[Data in this exercise]

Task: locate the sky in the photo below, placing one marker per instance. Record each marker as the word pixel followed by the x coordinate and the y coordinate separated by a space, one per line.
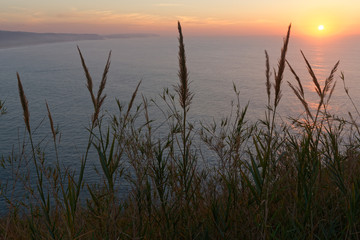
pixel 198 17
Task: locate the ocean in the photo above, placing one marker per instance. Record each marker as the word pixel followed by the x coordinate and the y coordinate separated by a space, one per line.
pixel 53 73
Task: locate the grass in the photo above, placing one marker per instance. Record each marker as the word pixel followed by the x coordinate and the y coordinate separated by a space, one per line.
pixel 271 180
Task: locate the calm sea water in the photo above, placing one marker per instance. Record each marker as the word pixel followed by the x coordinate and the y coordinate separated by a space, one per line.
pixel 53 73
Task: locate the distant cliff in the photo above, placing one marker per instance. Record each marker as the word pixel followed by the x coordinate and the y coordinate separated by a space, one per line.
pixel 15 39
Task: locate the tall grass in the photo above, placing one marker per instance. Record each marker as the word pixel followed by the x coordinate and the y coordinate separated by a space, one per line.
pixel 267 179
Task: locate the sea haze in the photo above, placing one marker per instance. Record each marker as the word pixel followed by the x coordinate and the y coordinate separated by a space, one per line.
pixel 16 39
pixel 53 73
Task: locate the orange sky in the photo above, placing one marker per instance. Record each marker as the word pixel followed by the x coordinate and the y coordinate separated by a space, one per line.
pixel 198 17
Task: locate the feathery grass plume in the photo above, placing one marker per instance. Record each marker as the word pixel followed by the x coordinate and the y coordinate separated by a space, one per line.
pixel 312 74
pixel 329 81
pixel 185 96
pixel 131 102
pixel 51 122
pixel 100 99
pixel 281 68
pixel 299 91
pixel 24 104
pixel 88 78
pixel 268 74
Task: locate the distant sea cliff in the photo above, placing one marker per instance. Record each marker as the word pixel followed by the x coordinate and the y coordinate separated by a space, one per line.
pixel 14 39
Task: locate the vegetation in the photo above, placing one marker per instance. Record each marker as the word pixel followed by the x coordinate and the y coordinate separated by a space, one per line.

[/Data in this exercise]

Instructions to follow: Transcribe exactly the lines from the one containing "Task: locate the orange" through the end of the records, both included, and nothing else.

Answer box:
Task: locate the orange sky in the photo above, placing one marker per instance. Record each marker as the word pixel followed by the x coordinate and the y coordinate separated by a space, one per line.
pixel 198 17
Task: locate the feathery grass plume in the photo above, placing one marker per instance. Record each marker as the word pixel followed by the x coordinate and the y coordinate separated by a space, one per line.
pixel 312 74
pixel 329 81
pixel 185 96
pixel 131 102
pixel 51 122
pixel 100 99
pixel 281 68
pixel 299 91
pixel 24 104
pixel 88 78
pixel 268 74
Task: locate the distant sea cliff in the photo above, placing one marker per instance. Record each marker as the word pixel followed by the x coordinate and the y coordinate separated by a space, one per line.
pixel 14 39
Task: locate the vegetation in the photo above, placing one marker per instance. Record each marker as the word pixel followed by the x coordinate and the y coordinate separated by a space, one per line.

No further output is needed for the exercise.